MATERIAL SHOWN: Begin

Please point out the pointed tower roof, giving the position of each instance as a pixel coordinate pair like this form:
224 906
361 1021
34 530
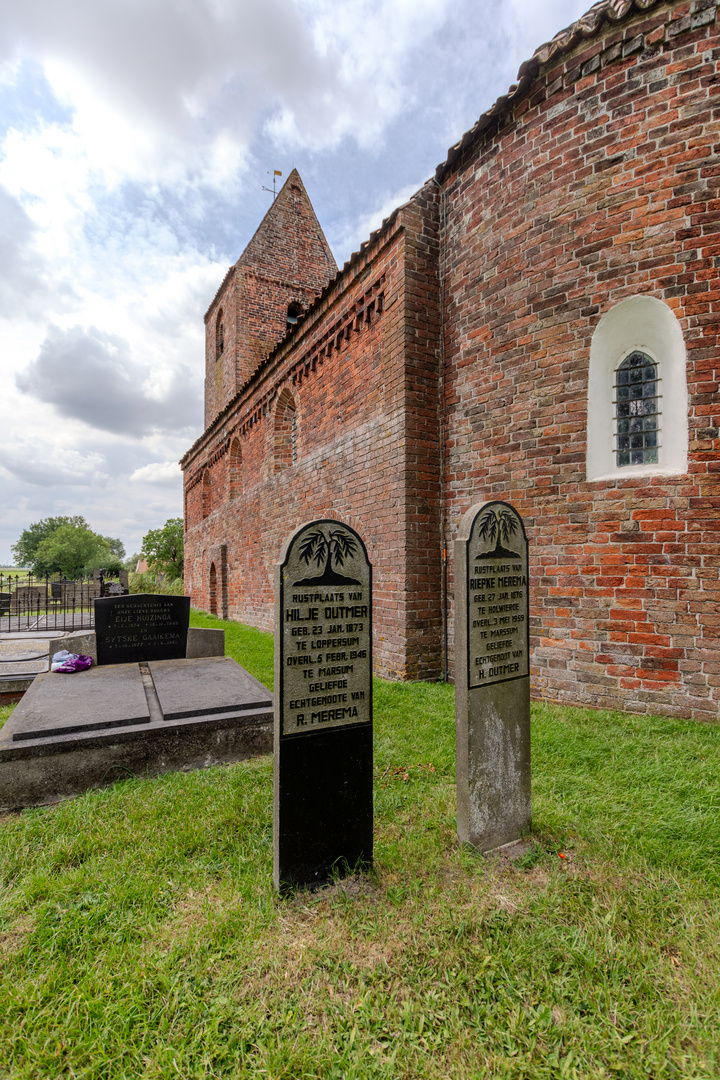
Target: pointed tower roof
289 238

MATERIAL SHOWN: End

### WORK ITEM:
Copy the records exactly. Skip the pictures.

### EXERCISE RESPONSE:
Please point out the pointed tower roof, giving the position of each instance as a pixel coordinate pair like this form:
224 906
361 1021
34 530
Target: pointed tower roof
289 238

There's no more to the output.